> [EXERCISE PASSAGE]:
Segment Open

However, https://www.cygwin.com/cygwin-ug-net/setup-locale.html says:

Note
For a list of locales supported by your Windows machine, use the new locale -a command, which is part of the Cygwin package. For a description see locale(1)
kliem commented 4 years ago
comment:17

Replying to @kliem:

I started test runs:

https://github.com/kliem/sage/pull/20/checks

I just started rerunning those tests on top of the current beta. Maybe that stuff just goes away by itself.

kliem commented 4 years ago
comment:18

Still causes this error.

antonio-rojas commented 4 years ago
comment:19

If the centos issue is caused by the sphinx upgrade (according to #30008), why is it blocking this? This is meant to fix another (very annoying) issue on Arch.

kliem commented 4 years ago
comment:20

It appears that #30008 fixed itself. However, this here broke the cygwin sphinx build, last I checked.

It have no clue what is going on, but with this ticket we go from passing to failing.

Segment Closed

> [INPUT DATA]:
Segment Open

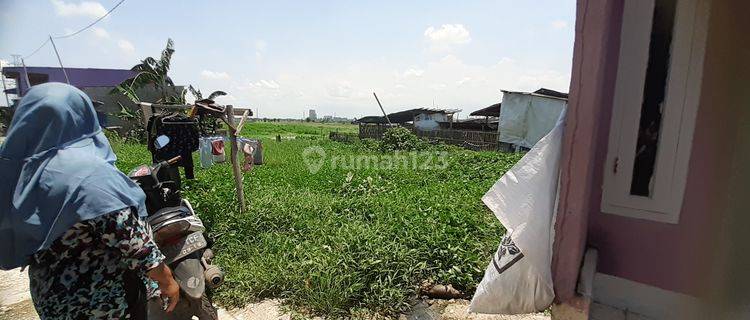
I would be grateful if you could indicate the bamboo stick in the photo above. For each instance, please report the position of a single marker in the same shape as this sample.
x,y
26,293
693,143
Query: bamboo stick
x,y
234,156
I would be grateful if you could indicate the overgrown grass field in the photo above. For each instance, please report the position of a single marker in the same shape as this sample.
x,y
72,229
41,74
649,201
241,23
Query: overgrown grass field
x,y
346,239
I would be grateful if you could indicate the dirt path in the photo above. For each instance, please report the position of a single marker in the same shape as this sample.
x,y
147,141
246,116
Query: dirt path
x,y
15,304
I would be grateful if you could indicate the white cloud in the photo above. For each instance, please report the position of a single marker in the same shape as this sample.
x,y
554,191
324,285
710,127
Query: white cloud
x,y
260,50
126,46
214,75
101,33
265,84
343,89
559,24
446,36
413,72
84,8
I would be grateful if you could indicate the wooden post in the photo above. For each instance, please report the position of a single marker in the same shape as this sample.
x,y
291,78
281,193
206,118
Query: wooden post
x,y
234,156
381,108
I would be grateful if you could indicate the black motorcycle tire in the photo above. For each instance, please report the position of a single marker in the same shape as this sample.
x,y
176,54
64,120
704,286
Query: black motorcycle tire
x,y
186,309
205,310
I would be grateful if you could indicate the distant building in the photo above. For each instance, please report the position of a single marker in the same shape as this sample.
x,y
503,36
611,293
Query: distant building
x,y
79,77
96,83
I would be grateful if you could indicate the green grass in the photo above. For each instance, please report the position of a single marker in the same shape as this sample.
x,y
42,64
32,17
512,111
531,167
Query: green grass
x,y
341,241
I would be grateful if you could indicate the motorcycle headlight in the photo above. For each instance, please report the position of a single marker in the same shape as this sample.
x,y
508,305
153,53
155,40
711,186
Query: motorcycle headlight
x,y
171,231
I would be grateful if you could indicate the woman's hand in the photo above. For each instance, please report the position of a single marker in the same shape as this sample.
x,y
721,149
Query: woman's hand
x,y
168,287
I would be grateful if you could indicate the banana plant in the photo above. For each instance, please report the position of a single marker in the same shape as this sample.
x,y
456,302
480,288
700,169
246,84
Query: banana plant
x,y
199,96
152,72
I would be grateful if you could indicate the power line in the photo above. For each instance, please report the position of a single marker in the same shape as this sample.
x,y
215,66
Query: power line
x,y
91,24
37,49
75,33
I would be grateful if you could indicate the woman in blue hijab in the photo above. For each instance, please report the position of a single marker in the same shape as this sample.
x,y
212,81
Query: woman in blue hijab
x,y
71,216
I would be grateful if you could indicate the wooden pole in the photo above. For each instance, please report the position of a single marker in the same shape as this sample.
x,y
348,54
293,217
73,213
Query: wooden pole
x,y
26,76
381,108
59,60
234,156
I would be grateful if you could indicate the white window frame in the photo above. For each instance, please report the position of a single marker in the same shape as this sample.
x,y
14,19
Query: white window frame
x,y
678,116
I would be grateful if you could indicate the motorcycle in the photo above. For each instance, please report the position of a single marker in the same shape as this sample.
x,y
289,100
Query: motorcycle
x,y
180,235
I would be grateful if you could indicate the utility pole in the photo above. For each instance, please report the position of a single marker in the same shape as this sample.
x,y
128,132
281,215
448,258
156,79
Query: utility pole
x,y
26,76
381,108
59,60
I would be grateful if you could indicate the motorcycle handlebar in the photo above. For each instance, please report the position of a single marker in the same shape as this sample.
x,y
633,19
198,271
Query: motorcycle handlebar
x,y
174,160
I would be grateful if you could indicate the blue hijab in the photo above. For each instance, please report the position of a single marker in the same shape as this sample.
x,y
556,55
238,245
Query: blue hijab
x,y
56,169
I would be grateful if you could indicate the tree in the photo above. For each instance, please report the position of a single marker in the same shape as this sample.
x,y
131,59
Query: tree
x,y
152,72
199,96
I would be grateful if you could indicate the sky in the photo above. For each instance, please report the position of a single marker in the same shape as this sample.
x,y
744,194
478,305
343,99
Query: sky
x,y
282,57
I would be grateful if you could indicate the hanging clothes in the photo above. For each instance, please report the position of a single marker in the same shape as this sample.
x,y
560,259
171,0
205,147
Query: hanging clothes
x,y
212,150
257,146
182,139
247,151
205,151
217,150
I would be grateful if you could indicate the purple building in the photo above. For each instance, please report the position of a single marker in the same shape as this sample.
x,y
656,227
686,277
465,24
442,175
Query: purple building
x,y
79,77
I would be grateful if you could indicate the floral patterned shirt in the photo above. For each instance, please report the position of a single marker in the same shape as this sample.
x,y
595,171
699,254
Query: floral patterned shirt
x,y
81,275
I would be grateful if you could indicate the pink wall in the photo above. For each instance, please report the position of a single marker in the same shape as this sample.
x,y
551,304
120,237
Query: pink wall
x,y
675,257
592,84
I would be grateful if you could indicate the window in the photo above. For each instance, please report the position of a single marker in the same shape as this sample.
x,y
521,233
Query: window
x,y
656,99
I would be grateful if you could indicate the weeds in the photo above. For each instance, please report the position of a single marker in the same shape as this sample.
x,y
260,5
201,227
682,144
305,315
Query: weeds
x,y
339,241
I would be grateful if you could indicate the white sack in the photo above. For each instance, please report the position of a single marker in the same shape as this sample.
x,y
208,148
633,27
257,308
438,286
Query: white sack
x,y
526,118
519,277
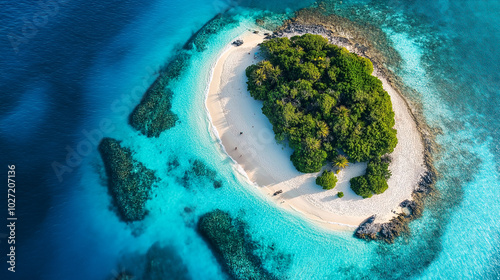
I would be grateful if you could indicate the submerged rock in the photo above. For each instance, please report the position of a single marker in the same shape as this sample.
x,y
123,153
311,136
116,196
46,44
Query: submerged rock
x,y
153,115
129,181
200,39
232,249
199,174
164,263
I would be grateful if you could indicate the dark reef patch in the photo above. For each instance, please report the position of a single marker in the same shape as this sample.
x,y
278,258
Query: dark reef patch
x,y
199,174
129,181
164,263
159,262
200,39
231,244
153,114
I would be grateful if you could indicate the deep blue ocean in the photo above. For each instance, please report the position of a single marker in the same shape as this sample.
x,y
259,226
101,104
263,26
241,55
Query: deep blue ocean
x,y
68,65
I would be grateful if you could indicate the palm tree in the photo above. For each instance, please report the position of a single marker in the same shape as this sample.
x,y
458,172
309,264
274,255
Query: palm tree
x,y
341,161
342,111
312,144
323,129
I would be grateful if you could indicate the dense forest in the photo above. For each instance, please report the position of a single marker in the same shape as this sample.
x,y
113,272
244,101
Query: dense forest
x,y
324,101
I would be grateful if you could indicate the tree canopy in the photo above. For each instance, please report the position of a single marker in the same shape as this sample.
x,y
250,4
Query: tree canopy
x,y
327,180
322,99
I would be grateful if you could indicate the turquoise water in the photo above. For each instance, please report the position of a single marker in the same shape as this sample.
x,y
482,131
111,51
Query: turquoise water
x,y
448,56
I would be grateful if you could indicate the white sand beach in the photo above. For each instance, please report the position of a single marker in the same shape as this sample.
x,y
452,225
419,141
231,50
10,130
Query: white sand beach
x,y
268,164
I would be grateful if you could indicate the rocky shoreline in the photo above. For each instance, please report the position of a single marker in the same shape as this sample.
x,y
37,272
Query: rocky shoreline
x,y
337,30
129,181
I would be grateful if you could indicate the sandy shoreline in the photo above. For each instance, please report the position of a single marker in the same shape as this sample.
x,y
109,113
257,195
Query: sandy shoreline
x,y
267,164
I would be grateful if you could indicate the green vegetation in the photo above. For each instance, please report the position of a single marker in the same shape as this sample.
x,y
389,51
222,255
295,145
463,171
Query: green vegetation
x,y
375,179
341,162
322,99
327,180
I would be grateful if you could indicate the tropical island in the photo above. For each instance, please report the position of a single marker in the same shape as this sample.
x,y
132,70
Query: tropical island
x,y
313,123
324,101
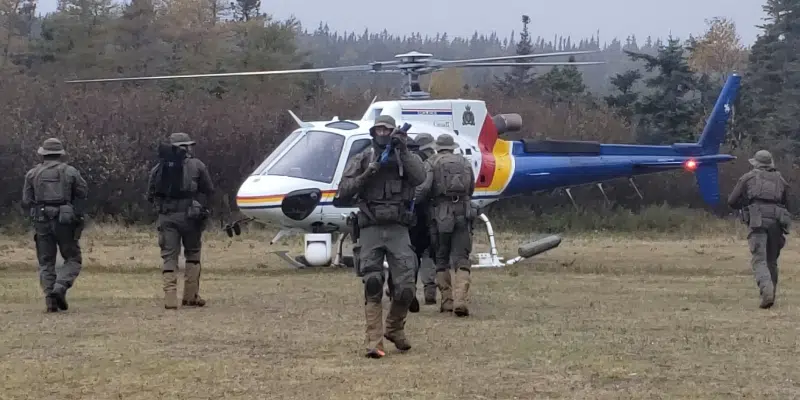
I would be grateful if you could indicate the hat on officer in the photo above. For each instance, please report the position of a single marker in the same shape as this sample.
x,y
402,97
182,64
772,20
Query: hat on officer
x,y
424,141
180,139
445,142
383,120
762,158
51,146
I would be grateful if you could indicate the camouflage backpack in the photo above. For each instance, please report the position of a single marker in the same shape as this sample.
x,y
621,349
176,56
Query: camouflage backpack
x,y
50,185
169,172
451,175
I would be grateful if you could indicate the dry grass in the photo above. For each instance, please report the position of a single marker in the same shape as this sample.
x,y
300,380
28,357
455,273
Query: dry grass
x,y
598,317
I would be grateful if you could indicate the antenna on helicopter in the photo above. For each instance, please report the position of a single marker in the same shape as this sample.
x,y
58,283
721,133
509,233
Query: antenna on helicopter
x,y
300,122
412,64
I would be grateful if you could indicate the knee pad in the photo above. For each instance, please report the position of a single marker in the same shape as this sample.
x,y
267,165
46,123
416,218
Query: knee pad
x,y
373,287
406,296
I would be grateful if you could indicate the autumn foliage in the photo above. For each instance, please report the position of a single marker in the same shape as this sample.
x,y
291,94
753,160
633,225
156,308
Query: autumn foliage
x,y
111,130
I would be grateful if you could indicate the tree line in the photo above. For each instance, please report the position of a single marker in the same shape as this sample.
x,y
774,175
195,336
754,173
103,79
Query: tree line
x,y
657,92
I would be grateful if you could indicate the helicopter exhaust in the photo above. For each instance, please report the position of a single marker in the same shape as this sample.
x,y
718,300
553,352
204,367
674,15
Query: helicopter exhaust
x,y
599,185
527,250
507,123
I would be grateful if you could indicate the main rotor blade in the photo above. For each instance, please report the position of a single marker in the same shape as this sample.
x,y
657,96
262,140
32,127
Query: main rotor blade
x,y
517,57
355,68
533,64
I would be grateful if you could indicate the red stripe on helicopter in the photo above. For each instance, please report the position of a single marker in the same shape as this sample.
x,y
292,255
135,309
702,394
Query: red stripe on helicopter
x,y
486,141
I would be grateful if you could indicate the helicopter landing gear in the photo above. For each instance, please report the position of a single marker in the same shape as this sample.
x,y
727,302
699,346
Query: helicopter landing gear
x,y
527,250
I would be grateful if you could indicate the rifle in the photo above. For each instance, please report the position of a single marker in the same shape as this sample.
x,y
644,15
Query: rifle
x,y
384,158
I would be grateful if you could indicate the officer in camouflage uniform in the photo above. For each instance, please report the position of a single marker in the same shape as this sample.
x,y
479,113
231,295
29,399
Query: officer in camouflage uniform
x,y
420,233
50,192
449,186
181,217
384,198
762,193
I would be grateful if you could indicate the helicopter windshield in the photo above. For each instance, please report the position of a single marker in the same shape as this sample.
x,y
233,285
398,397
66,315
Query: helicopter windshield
x,y
315,157
275,153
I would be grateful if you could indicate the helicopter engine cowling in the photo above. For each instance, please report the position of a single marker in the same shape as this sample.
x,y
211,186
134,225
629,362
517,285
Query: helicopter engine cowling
x,y
507,123
299,204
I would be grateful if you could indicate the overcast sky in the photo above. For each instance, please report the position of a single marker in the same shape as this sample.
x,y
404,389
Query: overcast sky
x,y
578,18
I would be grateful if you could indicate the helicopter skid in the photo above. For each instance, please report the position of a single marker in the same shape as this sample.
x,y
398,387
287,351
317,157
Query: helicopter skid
x,y
528,250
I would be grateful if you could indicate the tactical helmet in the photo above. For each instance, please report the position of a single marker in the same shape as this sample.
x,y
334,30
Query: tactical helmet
x,y
51,146
424,141
762,158
445,142
385,121
180,139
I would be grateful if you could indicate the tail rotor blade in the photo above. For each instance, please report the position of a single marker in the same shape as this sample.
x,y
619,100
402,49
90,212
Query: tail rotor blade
x,y
533,64
355,68
450,63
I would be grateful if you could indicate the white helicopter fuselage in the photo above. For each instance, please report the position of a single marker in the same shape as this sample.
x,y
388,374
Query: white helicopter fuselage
x,y
315,156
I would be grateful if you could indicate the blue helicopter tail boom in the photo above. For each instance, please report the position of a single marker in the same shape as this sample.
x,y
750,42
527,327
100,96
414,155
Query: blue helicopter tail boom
x,y
707,148
551,164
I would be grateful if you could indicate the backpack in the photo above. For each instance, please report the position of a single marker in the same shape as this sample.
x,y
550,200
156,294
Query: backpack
x,y
50,185
452,175
169,171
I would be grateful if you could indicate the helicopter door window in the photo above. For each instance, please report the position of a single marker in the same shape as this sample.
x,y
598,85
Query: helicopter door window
x,y
358,146
315,157
275,153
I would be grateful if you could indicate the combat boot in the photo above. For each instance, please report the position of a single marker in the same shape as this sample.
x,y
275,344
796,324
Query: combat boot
x,y
395,326
191,286
50,303
443,281
59,294
461,293
430,295
414,307
374,333
170,290
767,298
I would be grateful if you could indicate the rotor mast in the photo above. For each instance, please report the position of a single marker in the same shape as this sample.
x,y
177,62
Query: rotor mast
x,y
413,65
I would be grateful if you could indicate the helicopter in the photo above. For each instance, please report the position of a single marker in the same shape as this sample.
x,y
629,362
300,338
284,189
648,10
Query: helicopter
x,y
296,183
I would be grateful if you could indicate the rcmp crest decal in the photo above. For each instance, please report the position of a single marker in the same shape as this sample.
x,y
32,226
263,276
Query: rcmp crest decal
x,y
468,118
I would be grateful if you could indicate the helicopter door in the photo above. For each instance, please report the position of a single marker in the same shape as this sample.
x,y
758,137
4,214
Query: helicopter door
x,y
333,215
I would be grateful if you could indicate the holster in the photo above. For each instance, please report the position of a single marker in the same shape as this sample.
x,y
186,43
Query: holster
x,y
754,216
352,220
66,215
357,261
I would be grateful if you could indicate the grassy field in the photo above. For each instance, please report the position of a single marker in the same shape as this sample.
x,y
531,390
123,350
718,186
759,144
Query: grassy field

Segment Closed

> [WORK TASK A]: List every comment number that appears in the ticket discussion.
> [WORK TASK B]: According to the ticket discussion, which build did this ticket break, the last time kliem checked?
> [WORK TASK C]: Output the part of the ticket discussion starting with "Still causes this" and going on through "issue on Arch.".

> [TASK RESPONSE A]: comment:17, comment:18, comment:19, comment:20

> [TASK RESPONSE B]: The cygwin sphinx build.

> [TASK RESPONSE C]:
Still causes this error.

antonio-rojas commented 4 years ago
comment:19

If the centos issue is caused by the sphinx upgrade (according to #30008), why is it blocking this? This is meant to fix another (very annoying) issue on Arch.